# EXERCISE
Reproduce the data starting at its beginning and ending at the line that contains "top-left (677, 765), bottom-right (738, 811)", both ends included, with the requests kept and every line given. Multiply each bounding-box coordinate in the answers by 2.35 and round to whole numbers, halves up, while leaving the numbers in the requests and their sample boxes unchanged.

::::

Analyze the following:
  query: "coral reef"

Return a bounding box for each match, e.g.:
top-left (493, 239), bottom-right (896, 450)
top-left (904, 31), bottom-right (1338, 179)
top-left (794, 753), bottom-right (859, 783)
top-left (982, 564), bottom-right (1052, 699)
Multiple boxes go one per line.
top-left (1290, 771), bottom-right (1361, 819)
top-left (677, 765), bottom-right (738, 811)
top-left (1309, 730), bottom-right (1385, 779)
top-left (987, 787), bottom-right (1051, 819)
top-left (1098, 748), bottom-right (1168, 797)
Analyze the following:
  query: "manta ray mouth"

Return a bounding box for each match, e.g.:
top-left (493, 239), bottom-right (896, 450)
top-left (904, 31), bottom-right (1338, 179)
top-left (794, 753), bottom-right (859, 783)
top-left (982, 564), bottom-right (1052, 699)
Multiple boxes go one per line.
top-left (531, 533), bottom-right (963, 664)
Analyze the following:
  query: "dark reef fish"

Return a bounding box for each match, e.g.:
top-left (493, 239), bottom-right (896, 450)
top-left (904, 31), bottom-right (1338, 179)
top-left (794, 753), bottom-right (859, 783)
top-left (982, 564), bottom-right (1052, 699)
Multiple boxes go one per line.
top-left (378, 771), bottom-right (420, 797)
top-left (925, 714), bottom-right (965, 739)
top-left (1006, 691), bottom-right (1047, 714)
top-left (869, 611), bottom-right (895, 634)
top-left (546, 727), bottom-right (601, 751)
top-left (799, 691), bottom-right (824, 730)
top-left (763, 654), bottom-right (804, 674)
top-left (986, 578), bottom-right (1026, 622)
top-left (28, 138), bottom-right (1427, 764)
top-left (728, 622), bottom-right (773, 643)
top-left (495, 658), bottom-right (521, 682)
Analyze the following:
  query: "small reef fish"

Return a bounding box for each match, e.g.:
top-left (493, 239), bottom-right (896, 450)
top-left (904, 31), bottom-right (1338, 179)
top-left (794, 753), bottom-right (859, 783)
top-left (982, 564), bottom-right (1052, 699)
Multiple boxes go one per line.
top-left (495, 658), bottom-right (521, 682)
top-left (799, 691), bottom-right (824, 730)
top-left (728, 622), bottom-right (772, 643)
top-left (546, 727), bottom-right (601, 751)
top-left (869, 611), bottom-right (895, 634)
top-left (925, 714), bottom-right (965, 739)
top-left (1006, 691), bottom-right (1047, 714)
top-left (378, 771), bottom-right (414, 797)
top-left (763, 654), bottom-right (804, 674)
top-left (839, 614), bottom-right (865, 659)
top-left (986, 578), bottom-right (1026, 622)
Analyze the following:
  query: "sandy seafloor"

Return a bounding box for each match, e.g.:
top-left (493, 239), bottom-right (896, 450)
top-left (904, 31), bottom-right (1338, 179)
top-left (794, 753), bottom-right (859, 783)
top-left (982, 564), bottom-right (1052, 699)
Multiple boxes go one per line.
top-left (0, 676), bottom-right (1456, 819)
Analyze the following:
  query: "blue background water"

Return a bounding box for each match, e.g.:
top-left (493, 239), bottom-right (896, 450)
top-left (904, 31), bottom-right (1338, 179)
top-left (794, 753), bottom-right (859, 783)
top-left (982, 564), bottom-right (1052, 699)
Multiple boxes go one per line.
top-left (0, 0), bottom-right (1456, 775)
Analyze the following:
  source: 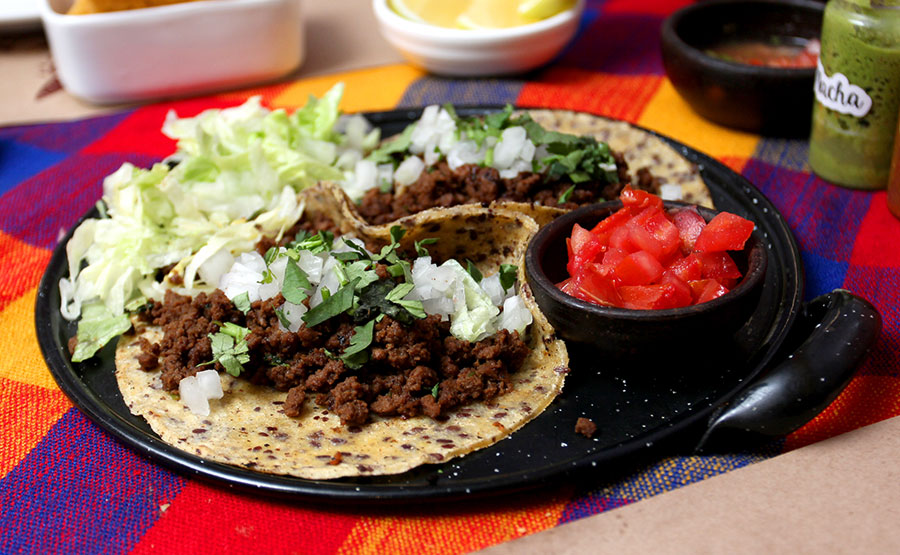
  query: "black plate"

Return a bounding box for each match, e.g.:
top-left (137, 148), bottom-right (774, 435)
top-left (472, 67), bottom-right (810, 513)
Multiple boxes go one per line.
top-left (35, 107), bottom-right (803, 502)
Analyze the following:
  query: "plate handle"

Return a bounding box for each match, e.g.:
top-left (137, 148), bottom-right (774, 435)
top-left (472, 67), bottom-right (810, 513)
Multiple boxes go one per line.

::::

# EXERCISE ANSWER
Analyze the following:
  query: "coral reef"

Return a bounding box for each match, e.g.:
top-left (493, 239), bottom-right (896, 450)
top-left (904, 31), bottom-right (1338, 179)
top-left (794, 753), bottom-right (859, 783)
top-left (982, 564), bottom-right (1052, 699)
Multiple boxes go one per line.
top-left (3032, 1812), bottom-right (3198, 1925)
top-left (1591, 1798), bottom-right (1734, 1906)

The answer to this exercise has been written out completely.